*EXERCISE:* List each of the lines below as a numbered list, leaving out any blank lines.

[Dataset entries]

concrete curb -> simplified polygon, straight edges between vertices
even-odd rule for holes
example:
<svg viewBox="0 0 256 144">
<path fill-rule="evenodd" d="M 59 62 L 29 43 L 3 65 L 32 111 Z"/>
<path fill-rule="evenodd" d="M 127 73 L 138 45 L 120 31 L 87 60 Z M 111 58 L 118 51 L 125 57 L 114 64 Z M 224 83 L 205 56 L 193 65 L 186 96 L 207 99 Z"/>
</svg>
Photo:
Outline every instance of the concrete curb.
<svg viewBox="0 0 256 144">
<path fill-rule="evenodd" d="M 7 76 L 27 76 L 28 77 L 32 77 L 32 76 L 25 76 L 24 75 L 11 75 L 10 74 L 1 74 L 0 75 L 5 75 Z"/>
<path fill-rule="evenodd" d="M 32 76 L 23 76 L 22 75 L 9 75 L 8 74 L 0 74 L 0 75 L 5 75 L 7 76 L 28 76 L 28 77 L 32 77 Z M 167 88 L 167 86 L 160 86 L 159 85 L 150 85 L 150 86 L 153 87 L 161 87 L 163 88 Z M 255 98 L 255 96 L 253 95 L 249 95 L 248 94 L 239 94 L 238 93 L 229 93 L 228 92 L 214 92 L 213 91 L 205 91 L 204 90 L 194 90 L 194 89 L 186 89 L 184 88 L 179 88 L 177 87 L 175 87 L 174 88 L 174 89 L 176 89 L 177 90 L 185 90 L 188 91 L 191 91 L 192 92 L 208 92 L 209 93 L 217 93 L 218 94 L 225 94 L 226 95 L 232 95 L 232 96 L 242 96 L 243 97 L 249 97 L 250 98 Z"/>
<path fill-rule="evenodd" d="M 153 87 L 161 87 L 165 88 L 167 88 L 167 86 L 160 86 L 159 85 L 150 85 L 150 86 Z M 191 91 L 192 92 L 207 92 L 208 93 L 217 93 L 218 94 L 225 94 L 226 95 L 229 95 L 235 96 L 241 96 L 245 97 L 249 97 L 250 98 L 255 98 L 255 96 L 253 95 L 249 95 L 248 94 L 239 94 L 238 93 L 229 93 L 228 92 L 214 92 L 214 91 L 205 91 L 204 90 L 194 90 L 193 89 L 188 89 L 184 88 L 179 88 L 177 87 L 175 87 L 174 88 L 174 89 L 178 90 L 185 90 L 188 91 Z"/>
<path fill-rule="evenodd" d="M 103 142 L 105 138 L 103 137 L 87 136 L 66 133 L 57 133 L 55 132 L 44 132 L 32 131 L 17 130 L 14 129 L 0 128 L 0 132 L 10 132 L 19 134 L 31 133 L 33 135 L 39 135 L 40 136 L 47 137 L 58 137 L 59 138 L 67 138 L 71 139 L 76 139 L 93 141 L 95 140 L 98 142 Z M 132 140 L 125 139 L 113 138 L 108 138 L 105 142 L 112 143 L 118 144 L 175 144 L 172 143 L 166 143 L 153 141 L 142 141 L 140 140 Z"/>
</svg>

*CORRECT RESULT:*
1. concrete curb -> simplified polygon, straight edges between vertices
2. even-odd rule for holes
3. example:
4. <svg viewBox="0 0 256 144">
5. <path fill-rule="evenodd" d="M 59 62 L 29 43 L 3 65 L 32 111 Z"/>
6. <path fill-rule="evenodd" d="M 127 73 L 138 45 L 120 31 L 87 60 Z M 111 58 L 118 51 L 125 57 L 114 64 Z M 224 83 L 205 56 L 193 65 L 186 96 L 207 99 Z"/>
7. </svg>
8. Photo:
9. Outline every instance of the concrete curb.
10. <svg viewBox="0 0 256 144">
11. <path fill-rule="evenodd" d="M 7 76 L 27 76 L 28 77 L 32 77 L 32 76 L 25 76 L 24 75 L 11 75 L 10 74 L 1 74 L 0 75 L 5 75 Z"/>
12. <path fill-rule="evenodd" d="M 32 76 L 23 76 L 22 75 L 9 75 L 8 74 L 0 74 L 0 75 L 5 75 L 7 76 L 28 76 L 28 77 L 32 77 Z M 167 88 L 167 86 L 160 86 L 159 85 L 150 85 L 150 86 L 153 87 L 161 87 L 163 88 Z M 255 98 L 255 96 L 253 95 L 249 95 L 248 94 L 239 94 L 238 93 L 229 93 L 228 92 L 214 92 L 213 91 L 205 91 L 204 90 L 194 90 L 194 89 L 186 89 L 184 88 L 179 88 L 177 87 L 175 87 L 174 88 L 174 89 L 176 89 L 177 90 L 185 90 L 188 91 L 191 91 L 192 92 L 208 92 L 209 93 L 217 93 L 218 94 L 225 94 L 226 95 L 232 95 L 232 96 L 242 96 L 243 97 L 249 97 L 250 98 Z"/>
13. <path fill-rule="evenodd" d="M 153 87 L 161 87 L 165 88 L 167 88 L 167 86 L 160 86 L 159 85 L 150 85 L 150 86 Z M 191 91 L 192 92 L 207 92 L 208 93 L 217 93 L 218 94 L 225 94 L 226 95 L 229 95 L 235 96 L 241 96 L 245 97 L 249 97 L 250 98 L 255 98 L 255 96 L 253 95 L 249 95 L 248 94 L 239 94 L 238 93 L 229 93 L 228 92 L 214 92 L 214 91 L 205 91 L 204 90 L 194 90 L 193 89 L 188 89 L 184 88 L 179 88 L 177 87 L 175 87 L 174 88 L 174 89 L 178 90 L 185 90 L 188 91 Z"/>
14. <path fill-rule="evenodd" d="M 103 142 L 105 138 L 103 137 L 87 136 L 66 133 L 57 133 L 55 132 L 44 132 L 32 131 L 17 130 L 14 129 L 0 128 L 0 132 L 10 132 L 19 134 L 31 133 L 33 135 L 39 135 L 40 136 L 47 137 L 58 137 L 59 138 L 67 138 L 71 139 L 76 139 L 93 141 L 95 140 L 98 142 Z M 132 140 L 125 139 L 113 138 L 108 138 L 105 142 L 112 143 L 118 144 L 175 144 L 172 143 L 166 143 L 153 141 L 142 141 L 140 140 Z"/>
15. </svg>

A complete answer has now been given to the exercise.